• **WHAT YOU HAVE TO DO**
Begin at the line containing "output [(163, 307)]." in the data below and go on through the line containing "Target: couch cushion", repeating each line exactly; include both ends and no other line.

• **RECORDS FOR THIS EXERCISE**
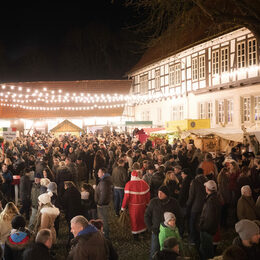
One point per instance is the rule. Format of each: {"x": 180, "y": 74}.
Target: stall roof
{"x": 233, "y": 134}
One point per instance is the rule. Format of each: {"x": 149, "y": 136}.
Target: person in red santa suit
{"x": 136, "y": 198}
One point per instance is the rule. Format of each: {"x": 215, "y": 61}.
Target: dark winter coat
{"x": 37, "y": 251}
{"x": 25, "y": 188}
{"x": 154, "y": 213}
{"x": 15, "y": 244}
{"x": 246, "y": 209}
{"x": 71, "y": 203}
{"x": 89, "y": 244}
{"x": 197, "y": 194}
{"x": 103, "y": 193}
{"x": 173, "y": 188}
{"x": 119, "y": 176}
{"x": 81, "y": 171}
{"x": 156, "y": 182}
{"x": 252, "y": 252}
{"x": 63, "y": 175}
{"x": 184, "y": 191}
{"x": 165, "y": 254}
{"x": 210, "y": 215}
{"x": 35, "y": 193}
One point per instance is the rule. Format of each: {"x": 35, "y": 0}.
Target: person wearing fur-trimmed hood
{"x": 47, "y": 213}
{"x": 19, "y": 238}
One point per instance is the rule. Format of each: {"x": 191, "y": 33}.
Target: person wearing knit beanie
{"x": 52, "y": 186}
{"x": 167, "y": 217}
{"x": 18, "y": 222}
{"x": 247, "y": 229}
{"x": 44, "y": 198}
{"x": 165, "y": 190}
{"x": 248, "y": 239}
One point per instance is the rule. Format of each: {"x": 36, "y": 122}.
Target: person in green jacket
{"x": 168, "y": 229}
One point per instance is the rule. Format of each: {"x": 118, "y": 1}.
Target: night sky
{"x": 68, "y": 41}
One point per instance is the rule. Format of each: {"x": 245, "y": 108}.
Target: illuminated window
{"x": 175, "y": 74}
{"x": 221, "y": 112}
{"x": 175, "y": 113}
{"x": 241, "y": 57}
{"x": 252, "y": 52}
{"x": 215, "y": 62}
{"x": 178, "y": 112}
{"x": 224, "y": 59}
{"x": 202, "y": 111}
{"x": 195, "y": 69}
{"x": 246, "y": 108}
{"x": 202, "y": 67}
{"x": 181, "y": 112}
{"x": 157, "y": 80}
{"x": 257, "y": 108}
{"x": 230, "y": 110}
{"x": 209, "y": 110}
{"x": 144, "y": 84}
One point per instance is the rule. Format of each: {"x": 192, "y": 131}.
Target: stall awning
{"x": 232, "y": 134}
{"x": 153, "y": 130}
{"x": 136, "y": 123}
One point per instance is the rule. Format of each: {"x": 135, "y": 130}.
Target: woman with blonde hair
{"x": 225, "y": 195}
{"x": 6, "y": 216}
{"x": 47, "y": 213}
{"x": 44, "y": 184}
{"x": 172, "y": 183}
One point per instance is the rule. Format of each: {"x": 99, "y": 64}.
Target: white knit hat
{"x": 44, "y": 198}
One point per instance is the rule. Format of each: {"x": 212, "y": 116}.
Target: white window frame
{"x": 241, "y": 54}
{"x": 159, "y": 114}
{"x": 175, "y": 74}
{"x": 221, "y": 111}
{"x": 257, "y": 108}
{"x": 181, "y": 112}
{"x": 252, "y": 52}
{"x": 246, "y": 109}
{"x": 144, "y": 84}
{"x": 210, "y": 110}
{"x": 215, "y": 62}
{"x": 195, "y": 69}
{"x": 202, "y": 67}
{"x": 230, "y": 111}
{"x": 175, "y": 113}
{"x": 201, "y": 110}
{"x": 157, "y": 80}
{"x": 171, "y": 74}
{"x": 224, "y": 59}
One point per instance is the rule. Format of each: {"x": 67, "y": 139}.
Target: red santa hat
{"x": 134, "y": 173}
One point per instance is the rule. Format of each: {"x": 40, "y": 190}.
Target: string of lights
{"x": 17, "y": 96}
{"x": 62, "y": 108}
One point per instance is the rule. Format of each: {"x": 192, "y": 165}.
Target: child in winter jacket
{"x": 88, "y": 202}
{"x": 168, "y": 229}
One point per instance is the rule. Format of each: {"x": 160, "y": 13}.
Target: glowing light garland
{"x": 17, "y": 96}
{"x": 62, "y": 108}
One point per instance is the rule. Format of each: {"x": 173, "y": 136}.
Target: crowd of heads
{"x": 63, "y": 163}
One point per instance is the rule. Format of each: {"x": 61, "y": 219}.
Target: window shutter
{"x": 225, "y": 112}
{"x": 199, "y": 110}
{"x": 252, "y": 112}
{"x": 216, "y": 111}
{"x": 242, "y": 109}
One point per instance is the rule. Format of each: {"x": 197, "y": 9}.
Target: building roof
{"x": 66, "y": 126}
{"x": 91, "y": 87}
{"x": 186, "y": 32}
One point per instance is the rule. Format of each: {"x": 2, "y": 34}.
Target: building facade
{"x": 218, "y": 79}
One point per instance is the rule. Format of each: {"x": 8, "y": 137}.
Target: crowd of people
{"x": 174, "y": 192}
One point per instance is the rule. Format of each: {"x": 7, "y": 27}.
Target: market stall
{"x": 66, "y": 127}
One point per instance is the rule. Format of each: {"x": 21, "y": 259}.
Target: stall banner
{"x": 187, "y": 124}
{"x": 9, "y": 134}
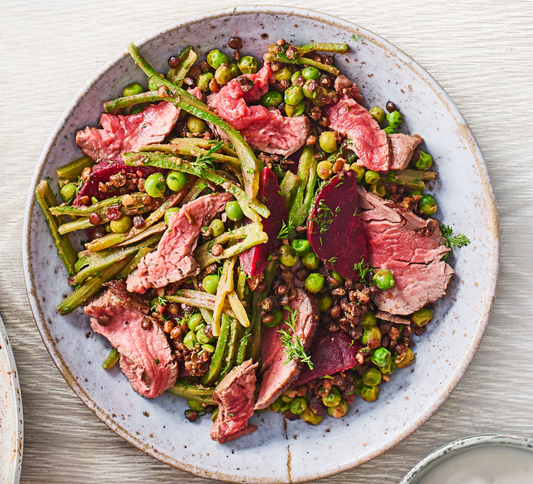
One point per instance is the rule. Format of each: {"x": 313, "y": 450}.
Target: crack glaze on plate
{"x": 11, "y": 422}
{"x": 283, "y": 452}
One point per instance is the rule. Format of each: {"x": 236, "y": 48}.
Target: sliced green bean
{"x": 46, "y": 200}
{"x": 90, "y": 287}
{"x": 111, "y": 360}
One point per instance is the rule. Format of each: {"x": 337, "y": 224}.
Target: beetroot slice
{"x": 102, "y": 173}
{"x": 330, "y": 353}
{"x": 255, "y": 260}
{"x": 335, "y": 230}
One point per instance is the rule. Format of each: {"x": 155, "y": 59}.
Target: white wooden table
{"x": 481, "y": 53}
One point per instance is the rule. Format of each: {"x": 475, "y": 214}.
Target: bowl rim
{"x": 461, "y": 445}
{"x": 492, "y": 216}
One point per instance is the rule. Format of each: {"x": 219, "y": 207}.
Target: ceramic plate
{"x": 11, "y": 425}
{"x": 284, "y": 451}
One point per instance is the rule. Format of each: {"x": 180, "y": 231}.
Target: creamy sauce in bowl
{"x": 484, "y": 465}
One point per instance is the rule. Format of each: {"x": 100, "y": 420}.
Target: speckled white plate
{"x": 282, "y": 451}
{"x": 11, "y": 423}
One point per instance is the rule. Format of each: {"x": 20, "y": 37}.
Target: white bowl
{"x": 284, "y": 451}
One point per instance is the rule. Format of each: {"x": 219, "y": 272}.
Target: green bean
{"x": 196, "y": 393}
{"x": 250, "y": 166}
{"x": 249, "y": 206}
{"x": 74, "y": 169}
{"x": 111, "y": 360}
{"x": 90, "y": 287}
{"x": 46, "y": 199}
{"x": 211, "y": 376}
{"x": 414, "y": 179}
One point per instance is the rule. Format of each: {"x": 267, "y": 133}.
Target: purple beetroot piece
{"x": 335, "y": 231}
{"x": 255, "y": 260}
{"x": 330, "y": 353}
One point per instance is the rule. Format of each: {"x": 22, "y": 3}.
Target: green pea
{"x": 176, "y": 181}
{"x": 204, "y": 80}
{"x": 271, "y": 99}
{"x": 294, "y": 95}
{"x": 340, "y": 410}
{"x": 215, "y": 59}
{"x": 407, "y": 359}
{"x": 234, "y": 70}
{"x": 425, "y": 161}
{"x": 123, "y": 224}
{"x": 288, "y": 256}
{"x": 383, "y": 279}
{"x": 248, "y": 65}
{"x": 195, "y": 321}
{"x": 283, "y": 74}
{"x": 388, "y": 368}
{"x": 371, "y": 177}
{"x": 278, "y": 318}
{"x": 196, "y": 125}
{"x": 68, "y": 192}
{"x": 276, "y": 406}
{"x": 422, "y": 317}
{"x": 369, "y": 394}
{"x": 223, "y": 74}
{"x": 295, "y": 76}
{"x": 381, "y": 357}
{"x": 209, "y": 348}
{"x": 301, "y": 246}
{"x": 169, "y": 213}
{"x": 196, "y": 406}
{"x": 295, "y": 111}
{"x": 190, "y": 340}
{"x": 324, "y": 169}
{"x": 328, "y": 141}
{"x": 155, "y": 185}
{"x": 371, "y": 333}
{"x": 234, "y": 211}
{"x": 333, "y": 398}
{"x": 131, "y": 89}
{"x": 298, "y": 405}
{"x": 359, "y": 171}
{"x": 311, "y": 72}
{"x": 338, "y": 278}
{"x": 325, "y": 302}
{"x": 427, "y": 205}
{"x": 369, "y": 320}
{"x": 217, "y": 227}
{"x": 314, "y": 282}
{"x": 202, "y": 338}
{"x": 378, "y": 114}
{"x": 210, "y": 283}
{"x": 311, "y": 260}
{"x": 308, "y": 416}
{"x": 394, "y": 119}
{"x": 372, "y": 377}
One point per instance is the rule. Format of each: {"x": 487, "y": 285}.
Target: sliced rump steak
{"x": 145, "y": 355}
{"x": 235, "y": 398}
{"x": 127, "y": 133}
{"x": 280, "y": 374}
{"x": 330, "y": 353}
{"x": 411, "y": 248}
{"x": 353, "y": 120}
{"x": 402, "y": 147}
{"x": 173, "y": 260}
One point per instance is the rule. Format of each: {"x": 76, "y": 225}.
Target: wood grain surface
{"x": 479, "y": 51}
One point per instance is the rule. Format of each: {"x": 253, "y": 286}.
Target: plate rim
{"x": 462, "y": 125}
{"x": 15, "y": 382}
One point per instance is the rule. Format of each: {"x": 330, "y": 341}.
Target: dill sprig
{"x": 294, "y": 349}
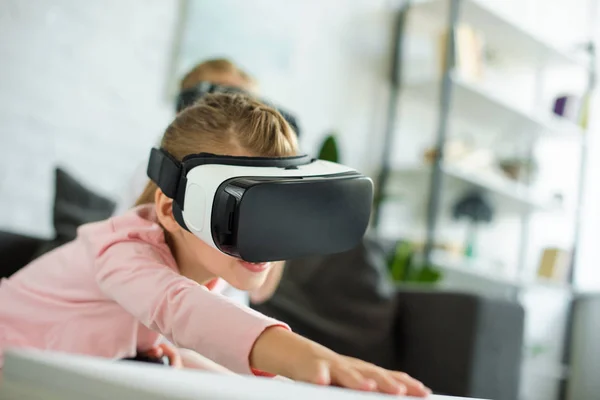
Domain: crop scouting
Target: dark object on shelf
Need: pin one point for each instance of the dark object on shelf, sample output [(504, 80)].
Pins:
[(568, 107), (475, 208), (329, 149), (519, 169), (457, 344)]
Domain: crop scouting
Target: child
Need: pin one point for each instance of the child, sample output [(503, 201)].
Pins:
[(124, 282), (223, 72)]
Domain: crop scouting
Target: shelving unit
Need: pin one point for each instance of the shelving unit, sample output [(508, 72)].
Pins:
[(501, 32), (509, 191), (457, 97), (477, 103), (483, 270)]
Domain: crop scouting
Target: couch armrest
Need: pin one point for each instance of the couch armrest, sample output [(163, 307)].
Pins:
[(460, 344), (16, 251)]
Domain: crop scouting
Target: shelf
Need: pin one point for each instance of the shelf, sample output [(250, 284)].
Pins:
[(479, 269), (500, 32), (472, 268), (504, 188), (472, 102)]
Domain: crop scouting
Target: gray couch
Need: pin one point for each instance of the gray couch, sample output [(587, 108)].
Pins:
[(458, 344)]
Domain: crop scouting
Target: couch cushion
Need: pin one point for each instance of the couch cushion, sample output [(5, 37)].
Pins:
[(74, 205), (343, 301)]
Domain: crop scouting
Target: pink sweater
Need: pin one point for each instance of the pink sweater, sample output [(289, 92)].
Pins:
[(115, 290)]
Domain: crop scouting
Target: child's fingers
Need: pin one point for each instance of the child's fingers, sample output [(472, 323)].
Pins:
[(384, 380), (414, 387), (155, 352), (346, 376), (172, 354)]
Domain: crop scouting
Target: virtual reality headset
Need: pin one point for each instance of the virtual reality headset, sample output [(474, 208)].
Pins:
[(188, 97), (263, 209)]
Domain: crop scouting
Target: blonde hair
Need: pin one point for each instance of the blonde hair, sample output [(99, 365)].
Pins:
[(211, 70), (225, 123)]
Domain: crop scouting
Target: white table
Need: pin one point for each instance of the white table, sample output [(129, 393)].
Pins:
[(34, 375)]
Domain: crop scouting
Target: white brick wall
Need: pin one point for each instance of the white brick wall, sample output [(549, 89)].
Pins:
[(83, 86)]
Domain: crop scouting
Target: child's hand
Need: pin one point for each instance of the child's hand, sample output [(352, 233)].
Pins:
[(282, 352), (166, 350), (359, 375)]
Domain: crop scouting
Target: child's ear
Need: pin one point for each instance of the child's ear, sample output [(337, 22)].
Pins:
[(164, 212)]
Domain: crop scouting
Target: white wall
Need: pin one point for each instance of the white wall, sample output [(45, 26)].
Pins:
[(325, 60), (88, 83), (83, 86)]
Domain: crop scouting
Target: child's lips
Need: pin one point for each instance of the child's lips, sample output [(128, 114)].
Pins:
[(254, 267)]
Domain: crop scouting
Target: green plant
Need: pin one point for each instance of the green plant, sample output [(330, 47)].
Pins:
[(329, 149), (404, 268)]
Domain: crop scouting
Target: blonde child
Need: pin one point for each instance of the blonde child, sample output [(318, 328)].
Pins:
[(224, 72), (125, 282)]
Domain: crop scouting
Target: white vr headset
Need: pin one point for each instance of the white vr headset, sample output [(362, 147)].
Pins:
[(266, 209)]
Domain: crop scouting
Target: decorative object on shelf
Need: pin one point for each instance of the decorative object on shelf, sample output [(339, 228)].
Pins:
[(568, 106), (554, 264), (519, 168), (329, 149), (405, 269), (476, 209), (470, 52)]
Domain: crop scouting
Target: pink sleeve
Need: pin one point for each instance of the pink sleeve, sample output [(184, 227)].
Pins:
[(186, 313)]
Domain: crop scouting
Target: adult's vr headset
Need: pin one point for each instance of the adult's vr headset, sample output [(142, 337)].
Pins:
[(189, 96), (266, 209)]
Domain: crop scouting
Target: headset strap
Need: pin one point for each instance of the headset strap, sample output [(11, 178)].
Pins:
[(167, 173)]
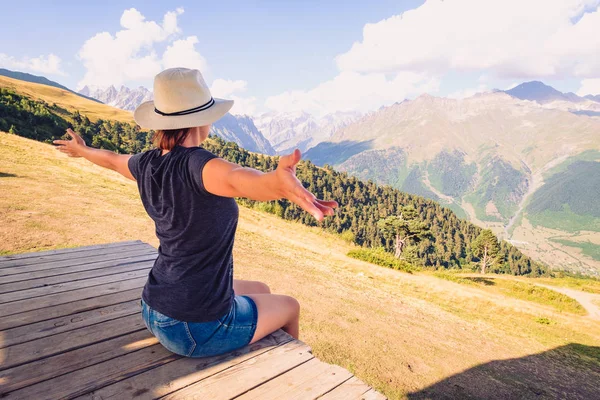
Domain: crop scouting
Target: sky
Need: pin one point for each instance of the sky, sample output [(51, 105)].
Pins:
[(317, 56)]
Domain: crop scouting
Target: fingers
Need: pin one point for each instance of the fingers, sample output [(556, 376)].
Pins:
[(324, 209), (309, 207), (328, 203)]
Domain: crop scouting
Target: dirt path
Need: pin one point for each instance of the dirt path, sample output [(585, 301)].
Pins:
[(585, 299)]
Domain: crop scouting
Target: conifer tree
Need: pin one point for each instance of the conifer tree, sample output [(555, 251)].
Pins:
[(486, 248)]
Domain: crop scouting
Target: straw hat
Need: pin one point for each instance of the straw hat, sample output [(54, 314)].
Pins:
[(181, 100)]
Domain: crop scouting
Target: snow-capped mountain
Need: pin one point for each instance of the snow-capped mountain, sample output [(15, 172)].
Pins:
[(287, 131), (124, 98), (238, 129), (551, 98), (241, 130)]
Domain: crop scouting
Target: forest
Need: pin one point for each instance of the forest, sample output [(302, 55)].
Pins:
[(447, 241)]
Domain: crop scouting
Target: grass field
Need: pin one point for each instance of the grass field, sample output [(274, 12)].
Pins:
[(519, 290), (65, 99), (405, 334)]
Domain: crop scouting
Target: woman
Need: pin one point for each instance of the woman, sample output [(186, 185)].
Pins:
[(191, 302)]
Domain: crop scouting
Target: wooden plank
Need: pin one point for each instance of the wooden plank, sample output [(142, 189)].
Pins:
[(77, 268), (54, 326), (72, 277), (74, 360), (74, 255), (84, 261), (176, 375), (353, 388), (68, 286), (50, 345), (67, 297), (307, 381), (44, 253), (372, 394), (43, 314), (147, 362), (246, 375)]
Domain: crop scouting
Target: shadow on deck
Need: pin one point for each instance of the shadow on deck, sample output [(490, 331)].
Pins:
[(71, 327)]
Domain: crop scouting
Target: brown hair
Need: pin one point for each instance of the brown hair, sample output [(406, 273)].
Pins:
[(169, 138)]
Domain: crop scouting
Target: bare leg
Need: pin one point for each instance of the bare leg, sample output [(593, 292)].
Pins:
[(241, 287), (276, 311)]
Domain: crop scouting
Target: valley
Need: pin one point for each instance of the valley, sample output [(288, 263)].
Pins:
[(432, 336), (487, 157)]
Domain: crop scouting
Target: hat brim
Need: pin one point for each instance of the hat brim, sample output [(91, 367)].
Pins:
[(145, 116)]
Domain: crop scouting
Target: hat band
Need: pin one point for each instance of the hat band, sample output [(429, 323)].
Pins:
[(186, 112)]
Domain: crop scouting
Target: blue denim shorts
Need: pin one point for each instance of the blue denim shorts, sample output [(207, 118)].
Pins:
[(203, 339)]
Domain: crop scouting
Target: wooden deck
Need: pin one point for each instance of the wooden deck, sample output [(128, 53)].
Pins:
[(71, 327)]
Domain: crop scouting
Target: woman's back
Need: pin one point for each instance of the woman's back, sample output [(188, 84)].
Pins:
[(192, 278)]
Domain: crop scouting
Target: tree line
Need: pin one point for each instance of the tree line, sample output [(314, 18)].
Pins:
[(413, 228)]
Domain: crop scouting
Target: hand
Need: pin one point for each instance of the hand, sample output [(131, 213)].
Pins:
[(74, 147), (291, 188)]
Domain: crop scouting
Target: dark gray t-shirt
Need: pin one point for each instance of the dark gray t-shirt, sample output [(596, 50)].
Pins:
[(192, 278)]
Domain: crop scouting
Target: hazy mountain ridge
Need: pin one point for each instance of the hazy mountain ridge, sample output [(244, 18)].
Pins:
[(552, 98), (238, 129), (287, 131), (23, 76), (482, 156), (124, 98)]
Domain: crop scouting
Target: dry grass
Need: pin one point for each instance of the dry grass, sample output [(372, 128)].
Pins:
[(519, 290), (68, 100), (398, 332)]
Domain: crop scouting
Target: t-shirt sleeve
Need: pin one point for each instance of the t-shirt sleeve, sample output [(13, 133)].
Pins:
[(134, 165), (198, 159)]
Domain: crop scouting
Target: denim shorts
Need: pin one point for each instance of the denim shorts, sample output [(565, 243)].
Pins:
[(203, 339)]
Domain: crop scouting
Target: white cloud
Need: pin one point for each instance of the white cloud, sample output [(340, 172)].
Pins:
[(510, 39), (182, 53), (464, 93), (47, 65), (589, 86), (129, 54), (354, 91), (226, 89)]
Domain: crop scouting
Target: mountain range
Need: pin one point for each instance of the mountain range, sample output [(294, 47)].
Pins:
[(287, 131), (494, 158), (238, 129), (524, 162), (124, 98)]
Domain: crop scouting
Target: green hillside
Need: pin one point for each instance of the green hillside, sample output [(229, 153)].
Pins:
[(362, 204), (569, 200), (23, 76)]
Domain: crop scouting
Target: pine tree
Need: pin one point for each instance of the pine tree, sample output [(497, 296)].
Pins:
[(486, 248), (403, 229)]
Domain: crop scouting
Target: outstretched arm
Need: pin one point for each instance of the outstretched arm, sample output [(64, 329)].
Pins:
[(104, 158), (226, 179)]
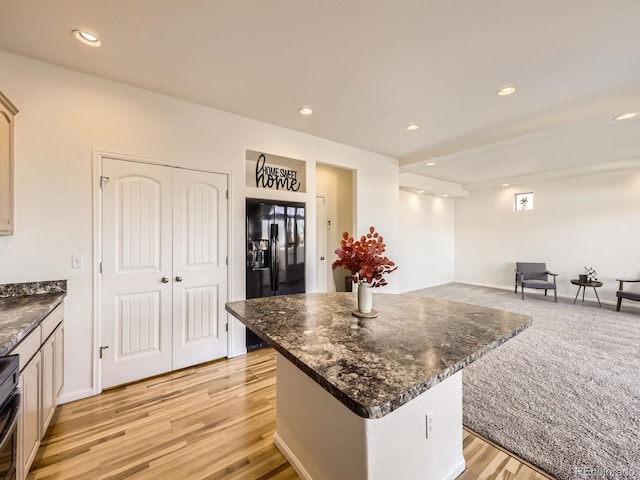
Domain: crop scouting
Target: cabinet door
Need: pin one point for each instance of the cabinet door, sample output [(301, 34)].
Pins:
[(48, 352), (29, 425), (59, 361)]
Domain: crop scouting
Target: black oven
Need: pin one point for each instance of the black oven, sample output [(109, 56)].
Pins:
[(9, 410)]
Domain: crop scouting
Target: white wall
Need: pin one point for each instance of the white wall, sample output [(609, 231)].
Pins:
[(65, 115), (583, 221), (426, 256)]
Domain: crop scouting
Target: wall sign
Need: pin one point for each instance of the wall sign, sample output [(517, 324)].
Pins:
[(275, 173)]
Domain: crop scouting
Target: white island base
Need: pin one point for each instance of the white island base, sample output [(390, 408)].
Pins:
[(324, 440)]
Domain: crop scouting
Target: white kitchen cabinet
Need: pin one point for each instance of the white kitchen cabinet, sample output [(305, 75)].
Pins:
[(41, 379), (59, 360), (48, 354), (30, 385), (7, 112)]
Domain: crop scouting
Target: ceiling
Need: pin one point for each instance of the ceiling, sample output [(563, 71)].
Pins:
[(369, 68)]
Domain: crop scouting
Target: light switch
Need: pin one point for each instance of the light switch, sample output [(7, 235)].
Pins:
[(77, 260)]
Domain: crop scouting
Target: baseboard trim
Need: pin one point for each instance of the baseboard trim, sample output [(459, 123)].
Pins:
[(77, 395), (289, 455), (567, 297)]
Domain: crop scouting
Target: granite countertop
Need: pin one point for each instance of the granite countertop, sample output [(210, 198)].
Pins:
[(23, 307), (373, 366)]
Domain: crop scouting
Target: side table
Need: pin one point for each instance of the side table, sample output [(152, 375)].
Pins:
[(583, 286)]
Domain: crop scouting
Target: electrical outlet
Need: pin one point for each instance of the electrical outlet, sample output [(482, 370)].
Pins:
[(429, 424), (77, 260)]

• **SOLVED PROBLEM**
Need: pin one point for each instance of the couch armrest, sample output [(163, 307)].
Pins:
[(460, 344), (16, 251)]
Domain: crop scouting
Target: shelf
Need: pin one point for each instance of the shelf, sample output [(250, 284)].
Pins:
[(479, 269), (500, 32), (472, 268), (504, 188), (472, 102)]
Domain: crop scouting
Target: gray couch
Need: pin one point for each instance of the gray couch, sample output [(587, 108)].
Pins:
[(458, 344)]
Domain: crop scouting
Target: couch cushion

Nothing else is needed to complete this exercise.